▸ **What you have to do**
Copy out every line of the entries below word for word, keeping each line in its original order.

─── Stored records ───

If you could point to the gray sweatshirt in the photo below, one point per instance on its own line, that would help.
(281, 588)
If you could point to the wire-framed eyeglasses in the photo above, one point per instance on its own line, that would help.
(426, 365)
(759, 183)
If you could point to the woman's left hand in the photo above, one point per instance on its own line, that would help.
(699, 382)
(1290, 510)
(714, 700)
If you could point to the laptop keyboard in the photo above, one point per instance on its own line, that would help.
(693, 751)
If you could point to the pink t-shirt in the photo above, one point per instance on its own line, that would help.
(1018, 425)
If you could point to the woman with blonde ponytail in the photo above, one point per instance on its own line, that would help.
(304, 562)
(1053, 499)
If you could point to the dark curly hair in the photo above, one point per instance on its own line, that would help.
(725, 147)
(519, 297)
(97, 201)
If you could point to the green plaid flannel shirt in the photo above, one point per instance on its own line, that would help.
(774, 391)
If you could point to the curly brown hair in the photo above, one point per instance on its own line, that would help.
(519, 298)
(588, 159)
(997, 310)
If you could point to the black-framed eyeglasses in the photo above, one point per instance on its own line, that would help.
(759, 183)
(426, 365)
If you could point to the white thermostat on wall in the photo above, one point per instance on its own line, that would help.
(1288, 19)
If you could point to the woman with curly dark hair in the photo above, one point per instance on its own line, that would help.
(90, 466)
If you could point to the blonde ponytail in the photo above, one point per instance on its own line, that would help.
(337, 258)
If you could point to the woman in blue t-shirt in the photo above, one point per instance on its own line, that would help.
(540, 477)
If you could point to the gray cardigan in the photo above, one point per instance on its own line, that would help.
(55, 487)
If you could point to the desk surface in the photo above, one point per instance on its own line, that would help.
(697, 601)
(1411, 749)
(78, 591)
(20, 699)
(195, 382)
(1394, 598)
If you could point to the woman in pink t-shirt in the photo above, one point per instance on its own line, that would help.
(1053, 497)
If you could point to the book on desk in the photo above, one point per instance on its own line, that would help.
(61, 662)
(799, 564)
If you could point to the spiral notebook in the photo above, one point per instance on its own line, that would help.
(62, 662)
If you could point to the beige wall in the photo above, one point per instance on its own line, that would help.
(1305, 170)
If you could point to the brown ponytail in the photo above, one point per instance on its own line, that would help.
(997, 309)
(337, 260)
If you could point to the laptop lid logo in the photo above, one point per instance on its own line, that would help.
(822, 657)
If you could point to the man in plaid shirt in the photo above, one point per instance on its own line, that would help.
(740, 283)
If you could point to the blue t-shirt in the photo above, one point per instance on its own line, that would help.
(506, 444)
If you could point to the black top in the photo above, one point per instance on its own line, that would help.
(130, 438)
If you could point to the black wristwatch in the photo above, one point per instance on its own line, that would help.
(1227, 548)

───

▸ **Response below**
If you could point to the gray sweatshirt in the photo below, one point per instance on its own line, that would help.
(281, 588)
If you could point to the wire-framed eyeglasses in the photo above, one point per instance on its own line, that would help.
(426, 365)
(759, 183)
If you could point to the woman's left hand in the photo above, one point per instance on its own line, that would help.
(699, 382)
(1290, 510)
(714, 700)
If you could point to the laptop keyboard in the photo above, one point per instance on its own line, that would help.
(693, 751)
If you could point to the pink t-shirt in the photo above, one point per instance on its own line, that would help.
(1018, 425)
If you could point to the woman with blonde ponytail in the photo above, one point per instance on its own line, that would help.
(304, 562)
(1053, 499)
If you could point to the dark curly hair in the photo above, one point per instance on its own line, that would help.
(725, 147)
(519, 297)
(97, 201)
If you could point to the green plaid flannel shirt in the photo above, one point per instance on its own line, that would help.
(774, 391)
If you could point to the curly brown hair in the photo above, one point per instance on its own line, that would help.
(519, 298)
(588, 159)
(997, 310)
If you could point to the black-framed eyeglasses in the photo above, one point per instance on its own line, that would help.
(759, 183)
(426, 365)
If you could point to the white thermostat on wall in the photo above, one point per instance on its own line, that would help.
(1288, 19)
If you could point to the woman with curly dark hair in the photo above, one point per instance on its own line, that would help.
(90, 466)
If you could point to the blonde ponytail in the photo above, one point per instance on its own line, that would help.
(337, 258)
If you could point to the woman in blue t-shirt in the photo above, one point per instance on its own line, that would help.
(540, 477)
If you could point to the gray cardigan in the photo above, one point per instance on its own line, that would help.
(55, 487)
If you could point to the desk surface in the photo above, one point per instance on its own line, that would help.
(697, 601)
(1411, 749)
(78, 591)
(20, 699)
(195, 382)
(1394, 598)
If you could point to the woman in pink t-shirt in the photo above, one point per instance on its own line, that would help.
(1053, 497)
If you could point to the book on desk in the photo above, one point per instance on its own line, that would help.
(61, 662)
(799, 564)
If you could point to the spiral notebook in the photo above, one point per instance on its own line, that would help.
(62, 662)
If you could point to the beige wall in the photo above, one point per instance on its own line, that would help.
(1305, 170)
If you could point to the brown ponytail in the photo above, one point per instance on its own line, that would help.
(997, 309)
(337, 260)
If you could point to the laptop lid logo in the photo above, one point per instance on its own line, that would help.
(822, 657)
If you could point to the man in plaid shirt in the photo above, one point per instance on its own line, that would help.
(740, 283)
If you could point to the blue t-shirt in the photo above, one point per instance on its own line, that would help.
(506, 444)
If you could point to the black top in the photo above, one point per instance on its own line, that would help.
(130, 438)
If you could point to the black wristwatch in the photo above, one point per instance on its own line, that would help.
(1227, 548)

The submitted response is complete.